## EXERCISE DIRECTIONS
"standing on trunk." appears in one line of the listing below; retype that line and every later line exactly, stopping at the end, and nothing else.

## DATA FOR THIS EXERCISE
--- START ---

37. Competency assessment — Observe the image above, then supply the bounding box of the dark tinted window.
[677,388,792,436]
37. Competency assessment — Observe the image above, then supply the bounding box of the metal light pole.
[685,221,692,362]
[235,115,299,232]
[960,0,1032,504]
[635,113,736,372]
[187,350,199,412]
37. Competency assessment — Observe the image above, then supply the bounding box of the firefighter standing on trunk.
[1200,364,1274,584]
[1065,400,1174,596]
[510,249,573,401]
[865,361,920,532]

--- END ---

## THE ANSWER
37. Competency assessment — Observe the image above, then supply the bounding box of the firefighter standing on trunk.
[1200,364,1274,584]
[1065,400,1174,596]
[510,249,573,401]
[865,361,920,532]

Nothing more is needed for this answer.